> **Soal yang Diberikan**:
Kembalikan secara persis bagian teks tentang kehidupan Mulla Ramadhan di Damaskus yang terletak antara "Setelah tiba di" dan "seluruh wilayah Suriah.", termasuk kedua batas tersebut.

> **Teks yang Ditampilkan**:
Setahun Syeikh Buthi: Resensi kitab Hadza Walidi (Bagian II)
Oleh; Rizky Syahputra, Lc.
Kehidupan di Damaskus
Menjadi pendatang dinegeri orang bukanlah hal yang mudah, apalagi untuk
membangun sebuah keluarga. Kehidupan ekonomi Damaskus ketika itu memang tidak
bersahabat, khususnya bagi orang asing yang tidak mempunyai aset apa-apa
seperti Syeikh Mulla.
Suatu ketika, tatkala Mulla Ramadhan dan
keluarganya menumpangi bus yang bertujuan ke Damaskus, mereka bertemu dengan
seseorang yang berasal dari Kurdi. Lelaki itu bertanya kepada Mulla, apa yang
menyebabkan beliau meninggalkan segala harta dan kampung halaman lalu hijrah ke
Damaskus bersama seluruh keluarga?
Mulla Ramadhan hanya menjawab pertanyaan lelaki itu dengan singkat.
Akan tetapi si Lelaki itu justru memperingatkan Mulla bahwa kehidupan di
Damaskus tak semudah yang dibayangkan. Hanya orang-orang yang memiliki harta
berlimpah dan punya kemampuan lebih yang mampu bertahan.
Peringatan laki-laki tersebut sama sekali tidak menggoyahkan tekad Mulla
Ramadhan untuk hijrah di jalan Allah. Beliau percaya Allah tidak akan menyia-nyiakan
hambanya yang hijrah dijalanNya.
Setelah tiba di Damaskus, Mulla dan keluarga menempati satu kamar kosong di
wilayah Kurdi. Benar memang seperti yang dikatakan oleh lelaki yang beliau
jumpai di bus, tak ada profesi lain yang dapat membantu beliau selain menjaja
kitab-kitab bekas berbahasa Kurdi ke seluruh wilayah Suriah.
Istri beliau sempat ragu karena buku-buku
bekas itu harganya terlalu murah. Namun Mulla hanya menyerahkan segalanya
kepada Allah. Dan atas izin Allah dari hasil penjualan buku pertama, beliau
memperoleh untung tiga kali lipat dari modal. Mulla pun terus menjalani profesi
ini hingga dalam waktu satu tahun beliau akan melakukan sekali atau dua kali
perjalanan demi menjajakan buku-buku tersebut ke berbagai wilayah Suriah lalu kembali
dengan membawa kebutuhan pangan untuk keluarga.
Perkenalannya dengan ulama-ulama
Damaskus
Ketika pertama di Damaskus Mulla tidak
dikenal sebagai Alim Ulama, akan tetapi
beliau dikenal hanya sebagai pedagang. Namun seiring berjalannya waktu, beliau berkenalan
dengan beberapa Ulama di lingkungan Kurdi tersebut dalam berbagai kesempatan.
Ketika mereka melakukan diskusi, Mulla sering menjawab soal-soal yang
diutarakan kepada beliau. Akhirnya Mulla dikenal sebagai Faqihussyafii pertama di lingkungan Kurdi tersebut.

> **Data yang Disediakan**:
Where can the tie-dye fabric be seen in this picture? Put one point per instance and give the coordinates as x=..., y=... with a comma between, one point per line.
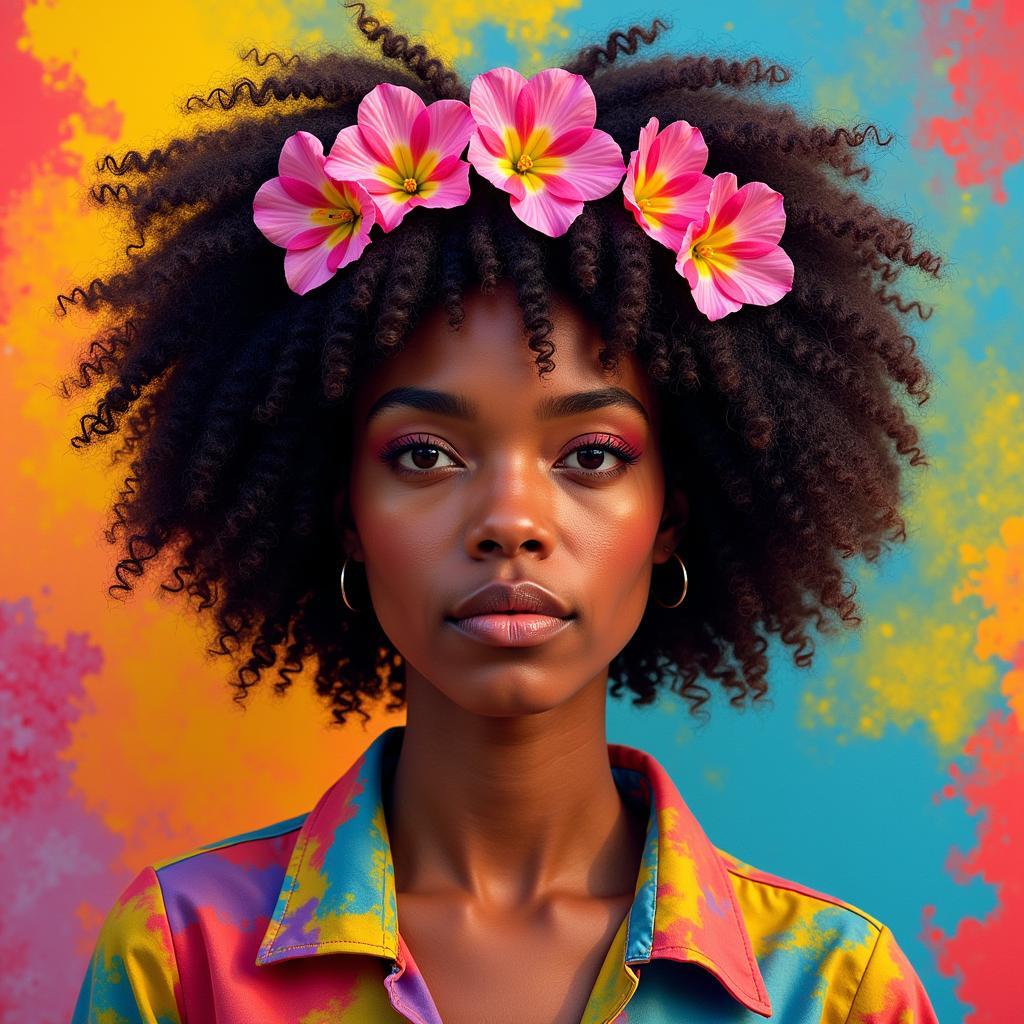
x=297, y=923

> **Jawaban**:
Setelah tiba di Damaskus, Mulla dan keluarga menempati satu kamar kosong di
wilayah Kurdi. Benar memang seperti yang dikatakan oleh lelaki yang beliau
jumpai di bus, tak ada profesi lain yang dapat membantu beliau selain menjaja
kitab-kitab bekas berbahasa Kurdi ke seluruh wilayah Suriah.